Excerpts from point annotation data
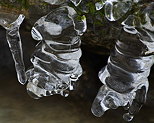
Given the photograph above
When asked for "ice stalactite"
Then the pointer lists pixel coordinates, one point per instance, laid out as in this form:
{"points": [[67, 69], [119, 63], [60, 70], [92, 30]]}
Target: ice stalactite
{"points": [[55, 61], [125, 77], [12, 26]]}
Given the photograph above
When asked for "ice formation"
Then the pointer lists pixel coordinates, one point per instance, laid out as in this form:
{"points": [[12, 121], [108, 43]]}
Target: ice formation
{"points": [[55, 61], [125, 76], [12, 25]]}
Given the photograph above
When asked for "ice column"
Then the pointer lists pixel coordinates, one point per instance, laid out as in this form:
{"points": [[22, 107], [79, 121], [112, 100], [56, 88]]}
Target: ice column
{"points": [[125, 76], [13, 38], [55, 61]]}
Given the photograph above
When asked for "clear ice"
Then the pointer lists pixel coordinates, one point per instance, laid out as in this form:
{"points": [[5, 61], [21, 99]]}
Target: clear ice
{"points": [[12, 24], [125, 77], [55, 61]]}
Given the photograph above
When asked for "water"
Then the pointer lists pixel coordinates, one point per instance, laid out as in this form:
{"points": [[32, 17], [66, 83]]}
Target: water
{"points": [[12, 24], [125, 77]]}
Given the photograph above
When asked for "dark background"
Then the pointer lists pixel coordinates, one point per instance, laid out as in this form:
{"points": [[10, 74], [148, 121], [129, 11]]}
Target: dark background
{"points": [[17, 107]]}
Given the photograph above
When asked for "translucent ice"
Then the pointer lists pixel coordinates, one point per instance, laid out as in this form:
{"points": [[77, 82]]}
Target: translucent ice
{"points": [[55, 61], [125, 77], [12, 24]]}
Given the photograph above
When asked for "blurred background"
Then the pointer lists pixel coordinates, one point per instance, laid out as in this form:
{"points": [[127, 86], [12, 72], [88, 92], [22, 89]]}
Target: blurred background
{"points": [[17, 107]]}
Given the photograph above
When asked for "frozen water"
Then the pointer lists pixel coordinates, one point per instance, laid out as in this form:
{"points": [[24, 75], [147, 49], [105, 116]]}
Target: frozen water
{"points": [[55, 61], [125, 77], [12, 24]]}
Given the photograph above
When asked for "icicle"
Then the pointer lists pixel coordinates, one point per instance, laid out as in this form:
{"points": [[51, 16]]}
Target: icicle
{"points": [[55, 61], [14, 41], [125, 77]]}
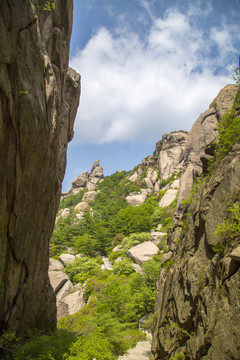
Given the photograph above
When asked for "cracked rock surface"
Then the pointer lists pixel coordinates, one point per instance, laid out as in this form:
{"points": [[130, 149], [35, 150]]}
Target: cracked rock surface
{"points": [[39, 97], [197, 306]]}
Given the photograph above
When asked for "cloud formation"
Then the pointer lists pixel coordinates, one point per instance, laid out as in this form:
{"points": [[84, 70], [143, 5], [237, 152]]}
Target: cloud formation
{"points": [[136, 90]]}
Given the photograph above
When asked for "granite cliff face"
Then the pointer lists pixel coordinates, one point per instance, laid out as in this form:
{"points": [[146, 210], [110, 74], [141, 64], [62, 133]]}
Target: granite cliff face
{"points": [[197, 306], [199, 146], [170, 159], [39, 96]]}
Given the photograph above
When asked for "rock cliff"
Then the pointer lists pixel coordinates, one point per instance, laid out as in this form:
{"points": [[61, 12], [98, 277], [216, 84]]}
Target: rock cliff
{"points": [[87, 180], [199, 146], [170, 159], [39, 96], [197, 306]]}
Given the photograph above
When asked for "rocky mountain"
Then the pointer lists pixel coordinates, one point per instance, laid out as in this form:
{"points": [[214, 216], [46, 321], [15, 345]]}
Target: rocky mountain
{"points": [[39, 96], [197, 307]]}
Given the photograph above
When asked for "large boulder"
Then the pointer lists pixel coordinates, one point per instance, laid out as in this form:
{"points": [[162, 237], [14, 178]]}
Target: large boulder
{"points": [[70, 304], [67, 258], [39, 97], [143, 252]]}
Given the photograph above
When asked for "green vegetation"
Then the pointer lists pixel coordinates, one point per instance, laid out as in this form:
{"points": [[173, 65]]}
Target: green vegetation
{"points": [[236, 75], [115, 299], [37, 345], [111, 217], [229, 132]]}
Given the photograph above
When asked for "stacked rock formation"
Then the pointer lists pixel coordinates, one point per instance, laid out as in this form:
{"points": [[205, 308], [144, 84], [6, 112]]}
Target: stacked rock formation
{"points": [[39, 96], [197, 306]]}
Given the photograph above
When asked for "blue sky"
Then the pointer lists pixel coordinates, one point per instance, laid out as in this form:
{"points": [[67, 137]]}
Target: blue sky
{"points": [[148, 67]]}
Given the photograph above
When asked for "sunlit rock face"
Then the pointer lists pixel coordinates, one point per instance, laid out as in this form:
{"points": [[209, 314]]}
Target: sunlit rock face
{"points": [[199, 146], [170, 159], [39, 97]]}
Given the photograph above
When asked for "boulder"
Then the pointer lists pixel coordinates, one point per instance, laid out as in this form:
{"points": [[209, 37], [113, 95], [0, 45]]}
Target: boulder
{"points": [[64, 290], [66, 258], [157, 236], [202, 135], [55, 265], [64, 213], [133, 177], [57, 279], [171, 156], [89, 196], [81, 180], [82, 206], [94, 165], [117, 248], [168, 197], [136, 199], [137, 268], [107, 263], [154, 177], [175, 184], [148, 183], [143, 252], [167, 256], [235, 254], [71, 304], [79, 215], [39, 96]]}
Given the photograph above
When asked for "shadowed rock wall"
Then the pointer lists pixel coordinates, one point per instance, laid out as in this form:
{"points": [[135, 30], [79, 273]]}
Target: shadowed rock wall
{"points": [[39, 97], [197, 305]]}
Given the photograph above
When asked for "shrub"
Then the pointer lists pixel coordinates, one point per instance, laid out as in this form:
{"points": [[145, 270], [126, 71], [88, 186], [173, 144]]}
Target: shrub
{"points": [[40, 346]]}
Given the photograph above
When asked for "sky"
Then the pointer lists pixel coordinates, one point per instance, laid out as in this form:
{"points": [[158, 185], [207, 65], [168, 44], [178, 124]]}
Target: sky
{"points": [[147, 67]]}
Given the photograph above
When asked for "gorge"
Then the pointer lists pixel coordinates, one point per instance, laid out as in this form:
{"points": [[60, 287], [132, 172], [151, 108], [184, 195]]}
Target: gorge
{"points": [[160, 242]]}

AIM
Report every line in the lines above that contains the word "water".

WRITTEN RESPONSE
When asked for "water"
Target: water
When asked for "frozen water"
Target: frozen water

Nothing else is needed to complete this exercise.